-- Excerpted text --
Active Substance: vardenafil
Common Name: vardenafil
ATC Code: G04BE09
Marketing Authorisation Holder: Bayer Pharma AG
Active Substance: vardenafil
Authorisation Date: 2003-03-06
Therapeutic Area: Erectile Dysfunction
Pharmacotherapeutic Group: Urologicals
Treatment of erectile dysfunction in adult men.
Erectile dysfunction is the inability to achieve or maintain a penile erection sufficient for satisfactory sexual performance.
In order for Levitra to be effective, sexual stimulation is required.
Levitra is not indicated for use by women.
What is Levitra?
Levitra is a medicine that contains the active substance vardenafil. It is available as film-coated tablets (5, 10 and 20 mg) and as orodispersible tablets (10 mg). Orodispersible tablets are tablets that dissolve in the mouth.
What is Levitra used for?
Levitra is used to treat adult men (aged 18 years or over) with erectile dysfunction (sometimes called impotence), when they cannot get or keep a hard penis (erection) sufficient for satisfactory sexual activity. For Levitra to be effective, sexual stimulation is required.
The medicine can only be obtained with a prescription.
How is Levitra used?
The recommended dose of Levitra is 10 mg, taken about 25 to 60 minutes before sexual activity. The orodispersible tablets must be taken without liquid. If Levitra film-coated tablets are taken with a high-fat meal, the onset of activity may be delayed. The dose of the film-coated tablets may be increased to a maximum of 20 mg or decreased to 5 mg, depending on the effectiveness of treatment and any side effects.
A starting dose of 5 mg should be considered for patients with mild and moderate liver problems or severe kidney problems. The dose may need to be adjusted in patients taking other medicines that block enzymes that break down Levitra. For full details, see the package leaflet.
The maximum recommended dosing frequency is one film-coated tablet or orodispersible tablet per day.
How does Levitra work?
The active ingredient of Levitra, vardenafil, belongs to a group of medicines called phosphodiesterase-type-5 (PDE5) inhibitors. It works by blocking the phosphodiesterase enzyme, which normally breaks down a substance known as cyclic guanosine monophosphate (cGMP). During normal sexual stimulation, cGMP is produced in the penis, where it causes the muscle in the spongy tissue of the penis (the corpora cavernosa) to relax. This allows blood to flow into the corpora, producing the erection. By blocking the breakdown of cGMP, Levitra restores erectile function. Sexual stimulation is still needed to produce an erection.
How has Levitra been studied?
Levitra tablets were compared with placebo (a dummy treatment) in four main studies including a total of 2,431 men with erectile dysfunction aged 20 to 83 years. One of these studies was carried out in diabetic men and another in men who had had their prostate gland removed.
The effectiveness of orodispersible tablets and placebo were compared in two main studies involving a total of 686 men with erectile dysfunction aged 21 to 84 years.
In all of the studies, the main measure of effectiveness was the ability to get and maintain an erection. This was recorded in two questionnaires completed at home. The studies lasted 12 weeks.
What benefit has Levitra shown during the studies?

-- Assigned task 1 --
In the Levitra summary, translate the sentence "The medicine can only be obtained with a prescription." into Spanish.
-- Assigned task 2 --
Rewrite the paragraph of the Levitra summary that begins "The recommended dose of Levitra is 10 mg" as a bulleted list, keeping its main facts.
-- Assigned task 3 --
Answer the following questions using the Levitra summary.
(a) What ATC code is given for vardenafil?
(b) How many men in total took part in the four main studies of Levitra tablets?
(c) How long did the studies last?

-- Data under study --

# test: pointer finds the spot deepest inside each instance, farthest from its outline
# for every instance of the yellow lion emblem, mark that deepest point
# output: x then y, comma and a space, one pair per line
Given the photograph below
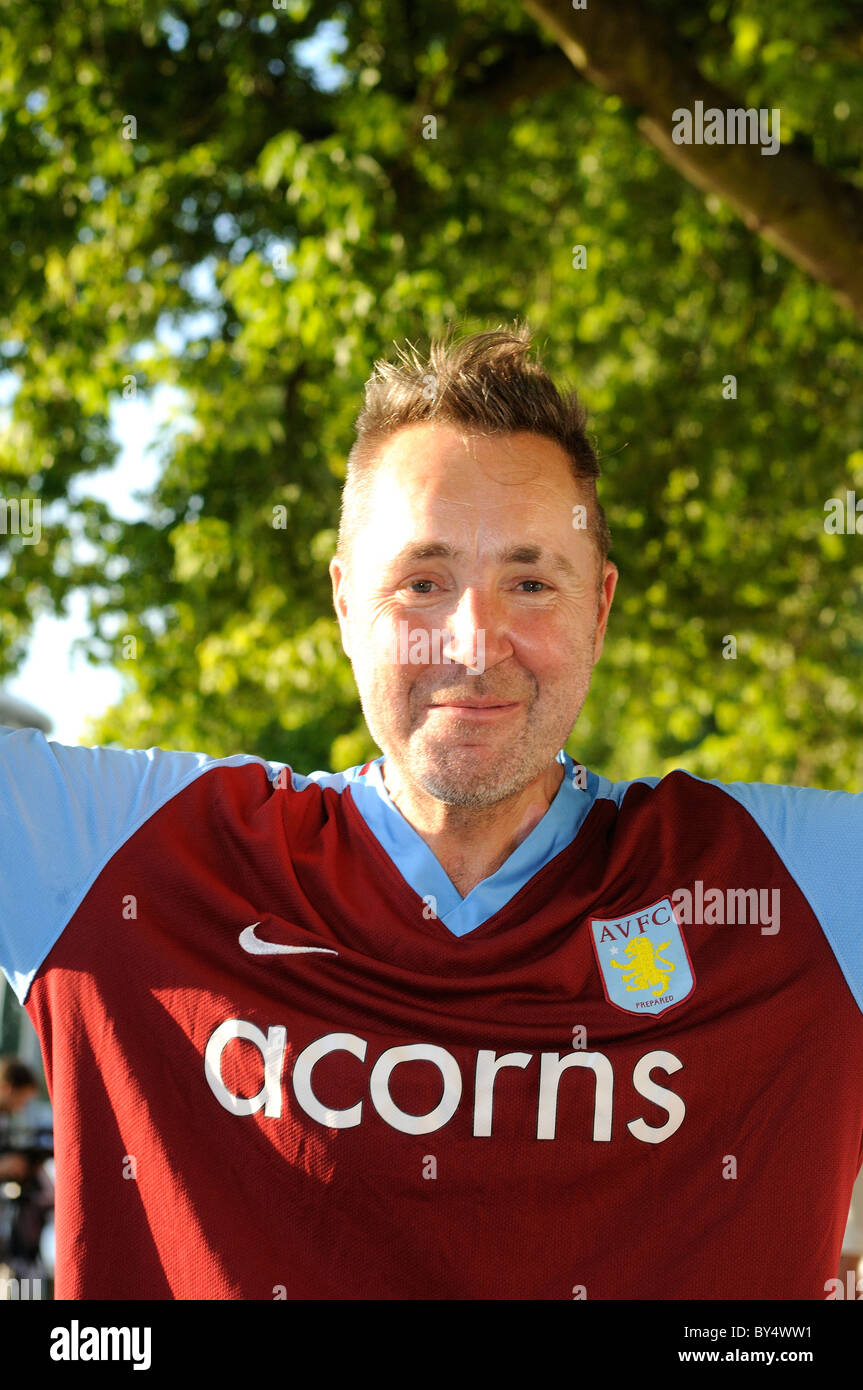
645, 968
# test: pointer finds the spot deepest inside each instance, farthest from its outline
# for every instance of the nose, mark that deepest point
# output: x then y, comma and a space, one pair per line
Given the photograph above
477, 631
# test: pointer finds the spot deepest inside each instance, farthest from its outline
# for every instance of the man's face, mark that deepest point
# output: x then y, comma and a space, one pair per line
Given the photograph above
469, 549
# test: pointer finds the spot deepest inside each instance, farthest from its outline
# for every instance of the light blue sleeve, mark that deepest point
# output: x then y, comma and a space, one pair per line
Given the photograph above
819, 837
64, 812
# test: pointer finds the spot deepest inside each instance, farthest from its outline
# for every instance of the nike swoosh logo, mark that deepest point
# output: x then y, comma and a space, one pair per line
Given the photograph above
256, 947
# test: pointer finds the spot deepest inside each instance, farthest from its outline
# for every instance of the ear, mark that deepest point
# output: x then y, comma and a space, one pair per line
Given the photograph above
339, 599
609, 584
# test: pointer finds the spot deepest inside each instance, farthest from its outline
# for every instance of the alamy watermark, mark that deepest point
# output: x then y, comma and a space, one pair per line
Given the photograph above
21, 516
738, 125
434, 647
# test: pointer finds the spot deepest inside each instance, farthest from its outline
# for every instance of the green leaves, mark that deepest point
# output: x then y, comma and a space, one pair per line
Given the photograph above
264, 238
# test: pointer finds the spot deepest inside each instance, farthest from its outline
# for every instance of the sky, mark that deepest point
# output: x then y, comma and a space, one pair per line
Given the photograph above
54, 677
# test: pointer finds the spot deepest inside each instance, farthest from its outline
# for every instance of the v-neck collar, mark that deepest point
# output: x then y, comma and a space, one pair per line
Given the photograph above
427, 877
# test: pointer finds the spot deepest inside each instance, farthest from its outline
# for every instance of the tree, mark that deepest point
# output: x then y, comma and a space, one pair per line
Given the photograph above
167, 163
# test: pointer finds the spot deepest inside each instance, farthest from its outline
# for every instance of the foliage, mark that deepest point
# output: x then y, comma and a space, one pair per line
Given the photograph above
327, 225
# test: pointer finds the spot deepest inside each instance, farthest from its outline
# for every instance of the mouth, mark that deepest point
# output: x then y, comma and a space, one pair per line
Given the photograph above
475, 709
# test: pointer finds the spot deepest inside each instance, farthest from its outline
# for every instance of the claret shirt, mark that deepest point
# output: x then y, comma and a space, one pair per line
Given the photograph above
289, 1061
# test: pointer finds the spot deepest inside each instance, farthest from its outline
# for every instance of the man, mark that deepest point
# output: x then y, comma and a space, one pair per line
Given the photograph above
463, 1022
18, 1086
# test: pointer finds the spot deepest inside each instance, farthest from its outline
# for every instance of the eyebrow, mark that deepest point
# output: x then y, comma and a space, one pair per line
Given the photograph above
524, 553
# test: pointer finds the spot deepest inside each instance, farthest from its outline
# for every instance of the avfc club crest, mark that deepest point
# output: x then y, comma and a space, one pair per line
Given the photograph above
642, 959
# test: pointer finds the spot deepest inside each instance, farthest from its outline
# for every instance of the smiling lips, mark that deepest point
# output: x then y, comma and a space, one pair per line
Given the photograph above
475, 709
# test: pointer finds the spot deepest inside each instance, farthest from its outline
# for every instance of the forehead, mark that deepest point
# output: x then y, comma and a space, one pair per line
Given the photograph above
444, 473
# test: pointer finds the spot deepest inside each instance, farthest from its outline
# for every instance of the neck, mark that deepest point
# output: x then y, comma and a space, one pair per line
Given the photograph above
470, 843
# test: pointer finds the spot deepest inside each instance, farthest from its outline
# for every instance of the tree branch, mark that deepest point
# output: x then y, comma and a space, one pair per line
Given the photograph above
799, 207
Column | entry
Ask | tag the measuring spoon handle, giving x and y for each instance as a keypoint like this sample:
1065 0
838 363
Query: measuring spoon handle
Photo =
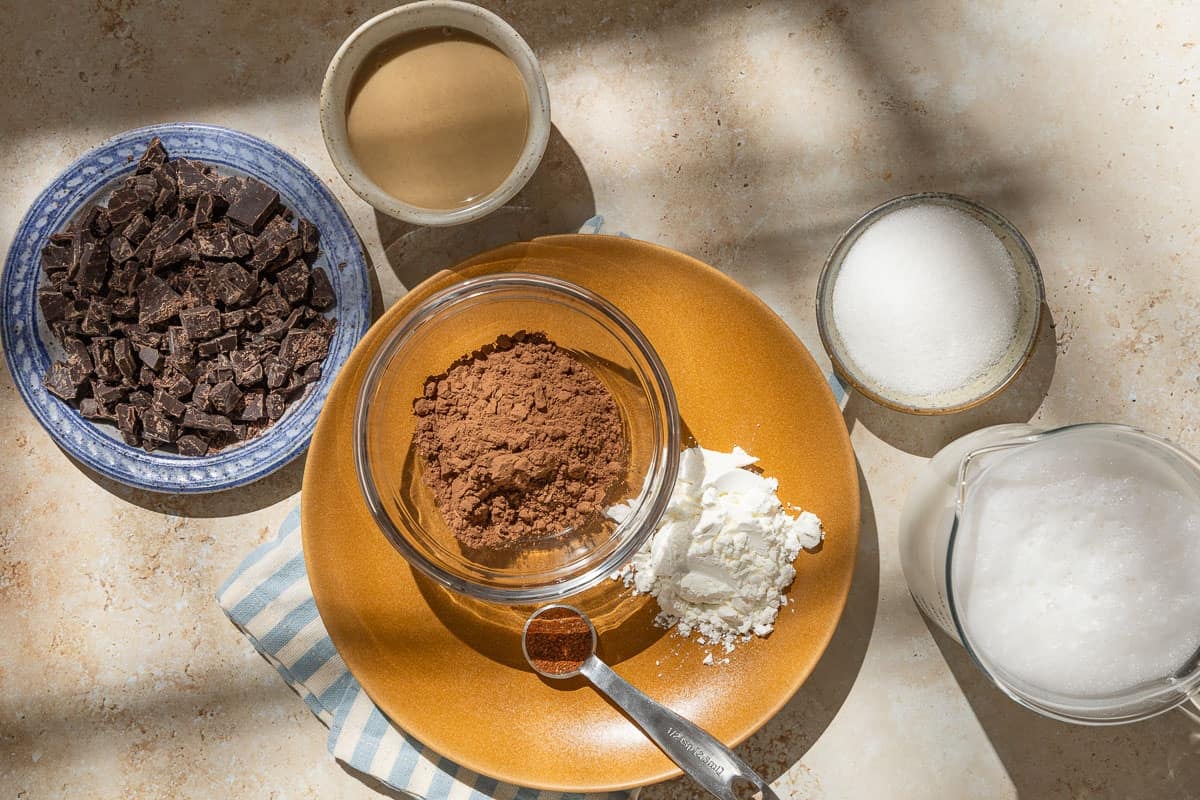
706 759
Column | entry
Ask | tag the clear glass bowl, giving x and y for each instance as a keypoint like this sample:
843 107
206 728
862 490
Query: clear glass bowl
455 323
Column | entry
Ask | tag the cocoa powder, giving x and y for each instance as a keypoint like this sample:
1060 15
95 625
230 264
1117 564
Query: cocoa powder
520 440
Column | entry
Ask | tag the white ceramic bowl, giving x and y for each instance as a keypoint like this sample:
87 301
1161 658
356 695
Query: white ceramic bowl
403 19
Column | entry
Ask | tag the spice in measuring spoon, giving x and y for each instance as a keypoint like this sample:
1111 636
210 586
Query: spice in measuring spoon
558 641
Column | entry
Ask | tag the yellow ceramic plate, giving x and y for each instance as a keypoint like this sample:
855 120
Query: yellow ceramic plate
449 671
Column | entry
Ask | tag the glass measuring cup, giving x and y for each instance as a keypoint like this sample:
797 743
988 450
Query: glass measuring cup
1083 559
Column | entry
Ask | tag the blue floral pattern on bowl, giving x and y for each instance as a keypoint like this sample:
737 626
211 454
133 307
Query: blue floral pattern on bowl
30 348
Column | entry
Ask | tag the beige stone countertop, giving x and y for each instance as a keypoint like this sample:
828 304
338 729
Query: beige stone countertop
748 134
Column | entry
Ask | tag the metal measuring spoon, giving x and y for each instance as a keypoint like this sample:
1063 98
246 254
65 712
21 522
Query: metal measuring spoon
706 759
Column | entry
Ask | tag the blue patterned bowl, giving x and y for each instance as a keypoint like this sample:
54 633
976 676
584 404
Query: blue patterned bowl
30 348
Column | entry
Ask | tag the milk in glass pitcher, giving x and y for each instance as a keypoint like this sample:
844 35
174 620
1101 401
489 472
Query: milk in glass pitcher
1067 563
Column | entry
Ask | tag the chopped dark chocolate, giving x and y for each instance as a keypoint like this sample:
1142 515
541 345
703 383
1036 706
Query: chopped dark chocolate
168 404
191 445
185 302
150 358
157 301
156 427
53 304
201 323
225 397
223 343
275 405
58 382
251 203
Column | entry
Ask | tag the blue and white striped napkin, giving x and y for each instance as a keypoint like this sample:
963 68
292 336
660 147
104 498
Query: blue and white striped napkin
269 599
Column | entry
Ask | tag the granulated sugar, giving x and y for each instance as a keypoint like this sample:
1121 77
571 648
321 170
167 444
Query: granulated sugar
927 300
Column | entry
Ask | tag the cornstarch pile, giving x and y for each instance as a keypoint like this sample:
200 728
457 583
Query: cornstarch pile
721 557
927 300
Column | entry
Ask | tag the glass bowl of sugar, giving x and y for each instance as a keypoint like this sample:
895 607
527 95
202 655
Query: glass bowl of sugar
930 304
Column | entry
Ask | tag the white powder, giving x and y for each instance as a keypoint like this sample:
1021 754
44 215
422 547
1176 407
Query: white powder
1097 590
927 300
721 557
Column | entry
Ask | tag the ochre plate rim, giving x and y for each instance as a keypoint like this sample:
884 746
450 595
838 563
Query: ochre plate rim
511 251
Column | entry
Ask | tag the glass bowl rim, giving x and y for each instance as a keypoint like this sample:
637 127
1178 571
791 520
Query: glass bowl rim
658 485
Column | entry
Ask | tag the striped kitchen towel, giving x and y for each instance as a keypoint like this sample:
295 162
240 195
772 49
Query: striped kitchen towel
269 599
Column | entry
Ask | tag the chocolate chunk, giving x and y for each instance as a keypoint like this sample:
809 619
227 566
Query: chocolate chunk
195 180
201 396
156 427
120 250
209 209
125 307
168 404
126 417
123 354
322 296
91 409
233 284
191 445
198 420
93 266
108 394
150 358
139 226
102 360
225 397
300 348
55 257
58 382
97 320
53 304
159 302
78 361
293 281
276 373
124 205
251 203
233 319
309 236
223 343
142 336
214 242
175 384
201 323
154 157
167 202
167 257
252 409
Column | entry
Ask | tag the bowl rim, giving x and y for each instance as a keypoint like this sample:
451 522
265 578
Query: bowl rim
658 486
405 19
83 440
838 252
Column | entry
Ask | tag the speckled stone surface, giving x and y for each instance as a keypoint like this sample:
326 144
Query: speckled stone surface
748 134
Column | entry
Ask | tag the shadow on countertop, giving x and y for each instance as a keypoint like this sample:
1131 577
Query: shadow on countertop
780 744
924 435
556 200
1157 758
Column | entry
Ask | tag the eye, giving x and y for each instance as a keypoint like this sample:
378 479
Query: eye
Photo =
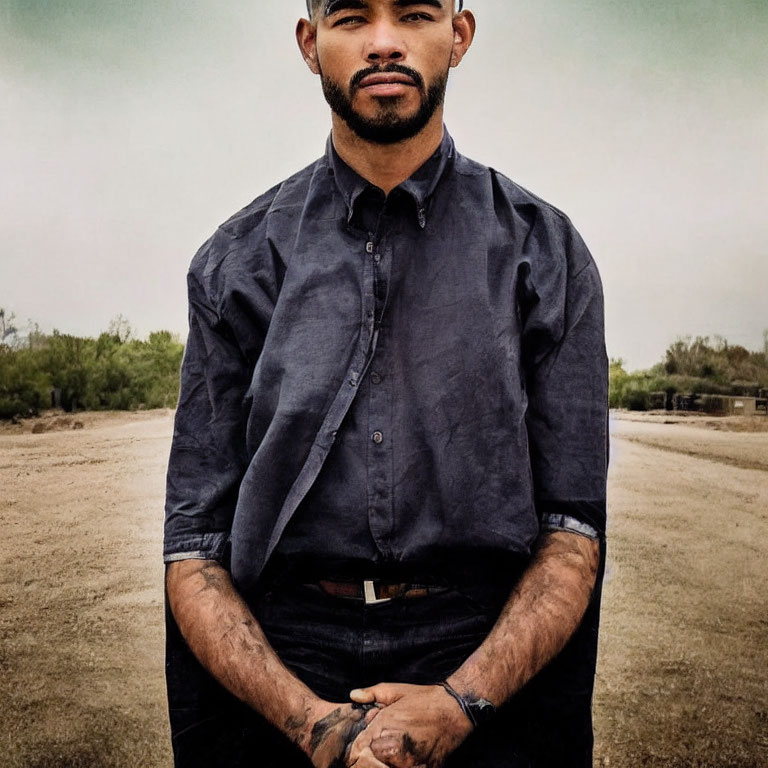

-- Written response 1 --
El medicamento solo puede obtenerse con receta médica.

-- Written response 2 --
- Recommended dose: 10 mg, taken about 25 to 60 minutes before sexual activity.
- Orodispersible tablets must be taken without liquid.
- Taking film-coated tablets with a high-fat meal may delay the onset of activity.
- Film-coated tablet dose may be raised to a maximum of 20 mg or lowered to 5 mg, depending on effectiveness and side effects.

-- Written response 3 --
(a) G04BE09
(b) 2,431 men
(c) 12 weeks